** Start of Selection **
Salt with additives and even refined salt shouldn't even touch my kitchen. Yuck.

That post revived my interest in exotic salts. Now I want to find a good EU supplier to sample some of the good stuff.


----------



## Adrian (Feb 15, 2015)

I really like the damp and strong texture of Sel Gris de Guerande and as you can't get it in supermaarkets over here anymore (UK) I get fro Amazon where it is super cheap for 5Kg. 

Black lava salt creates a talking point at the table and is interesting. 

I also import black salt from the Himalayas. There are numerous variations of volcanic rock salt and they usually look pinky coloured when ground. 

Malvern is a good workhorse salt and readily available. For cooking I mainly use unrefined sea salt, which is a quarter of the price of Malvern.


----------



## ThEoRy (Feb 15, 2015)

Maldon Flake Salt. http://www.amazon.com/dp/B00017028M/?tag=skimlinks_replacement-20


----------



## Zwiefel (Feb 15, 2015)

Roger said:


> Salt with additives and even refined salt shouldn't even touch my kitchen. Yuck.



There has been a huge increase in incidence of goiter due to the shift to sea salts in Australia. Iodine is a good thing.


----------



## Roger (Feb 15, 2015)

There is already enough natural iodine in some brands of bottled water I buy, since I drink a whole variety of brands, I don't need an extra dose of that stuff.


----------



## gic (Feb 15, 2015)

Has anyone done a blind taste test between kosher salt and fancy finishing salt, just asking


----------



## EdipisReks (Feb 15, 2015)

ThEoRy said:


> Maldon Flake Salt. http://www.amazon.com/dp/B00017028M/?tag=skimlinks_replacement-20



This is what I typically use.


----------



## EdipisReks (Feb 15, 2015)

gic said:


> Has anyone done a blind taste test between kosher salt and fancy finishing salt, just asking



Things like flake salt aren't about flavor differences, they are about texture. Pretty easy to tell the difference between crunchy flakes and regular kosher salt. I really like Falk salt, because of this: they are very crunchy pyramids, and add a nice contrast on foods that are soft. Different salts also act differently vis a vis the moisture on the surface of the food they are in contact with, due to different crystalline structures. It's not all that subtle. Taste is going to be pretty much the same: salty.


----------



## ThEoRy (Feb 15, 2015)

gic said:


> Has anyone done a blind taste test between kosher salt and fancy finishing salt, just asking



It's not that scientific. Some just taste different or have a different texture.


----------



## gic (Feb 15, 2015)

I can believe the texture making a difference, thanks!


----------



## EdipisReks (Feb 15, 2015)

gic said:


> I can believe the texture making a difference, thanks!



Some do taste a bit different, too. Varying amounts of other minerals in the salt. I've never done a double-blind on it, but I've never done a double blind between different types of grape, either.
** End of Selection **
**Problem to work on:** Continue the forum thread about salt from its last post onward. The data that comes next has no role here.
** Start of Raw data **
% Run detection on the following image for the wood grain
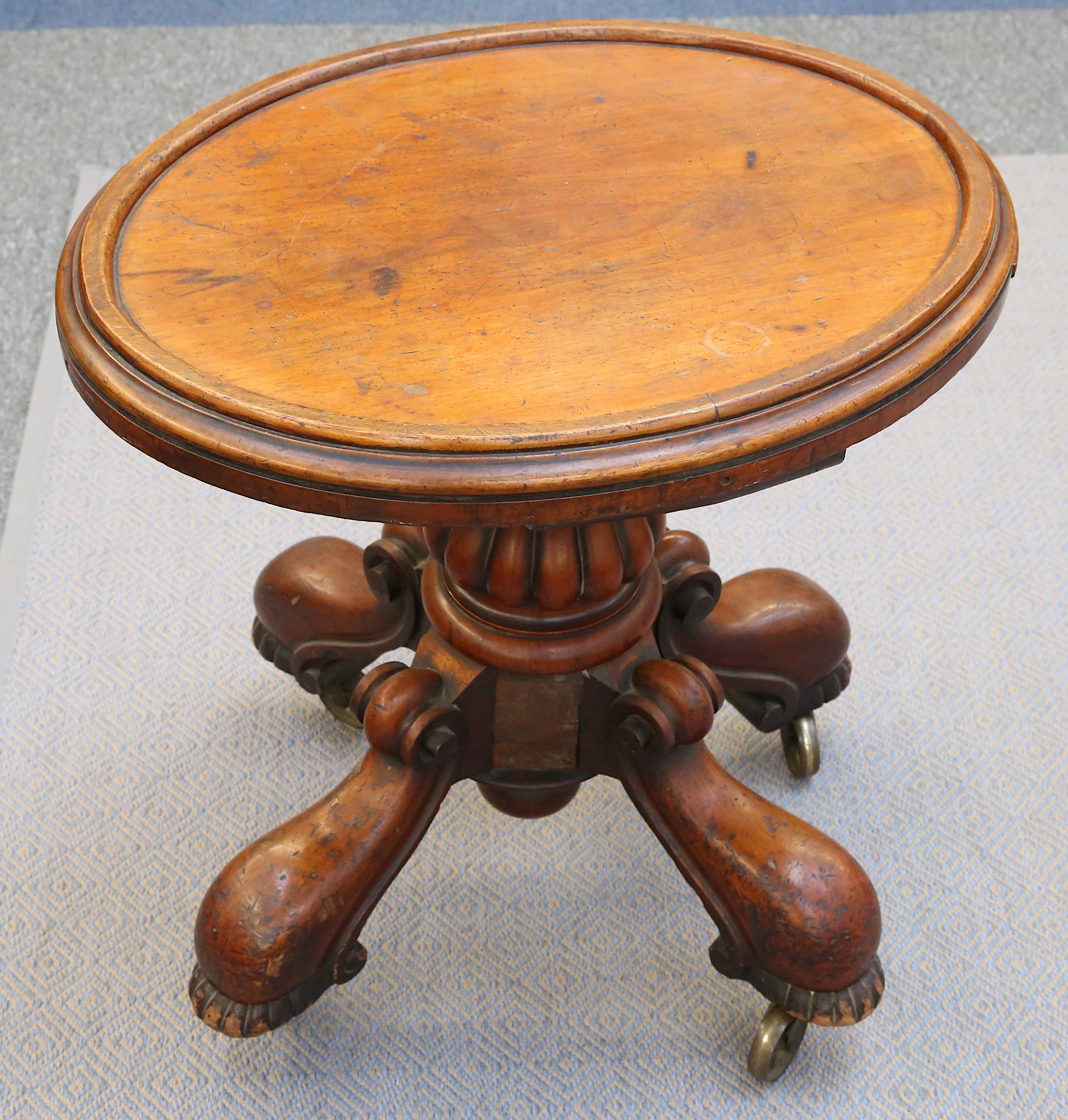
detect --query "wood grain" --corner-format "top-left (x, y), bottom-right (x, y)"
** End of Raw data **
**Response:**
----------



## WildBoar (Feb 15, 2015)

Been really happy with some salts from Pepper Passion. We typically use the Murray River Pink Flake as a finishing salt, or sometimes the Celtic Gray or Hawaiian Red. They also have a smoked salt that's nice on some things. Buying from them is not cheap (mainly due to shipping costs) so best to load up on a few big bags when you order. Throw in a couple different types of peppercorns as well.


----------



## Adrian (Feb 16, 2015)

It's not just the taste and texture but the presentation. One of the in things currently is Himalayan pink volcanic salt. With this you put the salt on the plate and the food on the salt. These things are probably passing fads as the trace elements in artisan salts are miniscule. That said I have done a blind taste test between Sel de Gris, Black Salt and Maldon and I can tell, but I'm not sure how much texture plays into it as the Sel de Gris has a very different mouth feel to the Maldon especially. 

Mark Kulansky has written quite an interesting book about Salt for those interested in the history and different types. The choices today are far fewer than in times gone by. 

Adrian


----------



## ThEoRy (Feb 16, 2015)

Grey salt for instance is very unique and recognizable.


----------



## boomchakabowwow (Feb 16, 2015)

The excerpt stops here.